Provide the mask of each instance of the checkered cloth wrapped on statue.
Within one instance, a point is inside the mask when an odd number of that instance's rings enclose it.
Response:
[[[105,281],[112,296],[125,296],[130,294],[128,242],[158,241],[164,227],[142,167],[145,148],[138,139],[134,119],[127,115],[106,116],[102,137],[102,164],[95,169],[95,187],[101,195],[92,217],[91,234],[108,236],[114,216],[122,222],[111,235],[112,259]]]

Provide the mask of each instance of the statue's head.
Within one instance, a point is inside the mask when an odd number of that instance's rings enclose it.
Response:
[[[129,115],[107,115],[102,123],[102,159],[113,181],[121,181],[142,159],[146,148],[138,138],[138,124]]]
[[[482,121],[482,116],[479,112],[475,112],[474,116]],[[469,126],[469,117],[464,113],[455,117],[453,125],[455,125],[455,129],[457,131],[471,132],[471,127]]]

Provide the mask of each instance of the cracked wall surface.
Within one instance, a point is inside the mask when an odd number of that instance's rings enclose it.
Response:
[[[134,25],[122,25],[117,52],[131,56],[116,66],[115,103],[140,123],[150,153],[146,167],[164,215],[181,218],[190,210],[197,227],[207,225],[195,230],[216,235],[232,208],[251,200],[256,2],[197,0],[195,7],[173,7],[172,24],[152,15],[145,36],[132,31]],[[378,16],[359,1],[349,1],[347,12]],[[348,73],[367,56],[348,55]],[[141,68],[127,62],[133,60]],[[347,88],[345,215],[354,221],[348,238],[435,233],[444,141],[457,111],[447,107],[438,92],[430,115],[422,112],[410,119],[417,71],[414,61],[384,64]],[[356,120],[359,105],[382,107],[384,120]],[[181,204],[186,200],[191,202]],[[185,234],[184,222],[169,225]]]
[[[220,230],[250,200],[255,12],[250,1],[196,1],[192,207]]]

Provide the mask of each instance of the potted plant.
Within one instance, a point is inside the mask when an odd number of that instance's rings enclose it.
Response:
+ + + + +
— Objective —
Copy the rows word for word, from the very first line through the line containing "[[[220,230],[250,200],[255,12],[250,1],[196,1],[192,207]]]".

— Exercise output —
Provide the mask of each instance of the checkered cloth wrapped on statue.
Within one instance, a point is inside the mask when an odd number of that instance's rings enclose it.
Response:
[[[105,281],[112,296],[125,296],[130,294],[128,242],[158,241],[164,227],[142,167],[145,148],[138,139],[134,119],[127,115],[106,116],[102,137],[102,164],[95,169],[95,187],[101,195],[92,217],[91,234],[108,236],[114,216],[122,222],[111,235],[112,259]]]

Provide the mask of each instance of the statue's head.
Within one instance, a point is inside the mask when an odd number of that instance's rings enclose it.
Response:
[[[129,115],[107,115],[102,123],[102,159],[113,181],[121,181],[142,159],[146,148],[138,138],[138,124]]]
[[[482,121],[482,116],[479,112],[475,112],[474,116]],[[469,126],[469,117],[464,113],[455,117],[453,125],[455,125],[455,129],[457,131],[471,132],[471,127]]]

Provide the mask of each instance of the cracked wall surface.
Within one instance, a point is inside the mask when an odd number of that instance's rings enclose it.
Response:
[[[134,25],[122,25],[117,52],[131,56],[116,66],[115,103],[140,123],[150,153],[146,167],[164,215],[181,218],[190,210],[197,227],[207,225],[195,230],[216,235],[232,208],[251,200],[256,2],[197,0],[195,7],[173,7],[172,24],[152,15],[145,36],[132,31]],[[378,16],[359,1],[349,1],[347,12]],[[348,73],[367,56],[348,55]],[[141,68],[127,62],[133,60]],[[347,88],[345,215],[354,221],[348,238],[435,233],[444,141],[457,111],[447,107],[438,92],[430,115],[422,112],[410,119],[417,71],[414,61],[384,64]],[[356,120],[359,105],[382,107],[384,120]],[[181,204],[186,200],[191,202]],[[185,234],[184,222],[169,225]]]
[[[220,230],[250,200],[255,12],[250,1],[196,1],[192,207]]]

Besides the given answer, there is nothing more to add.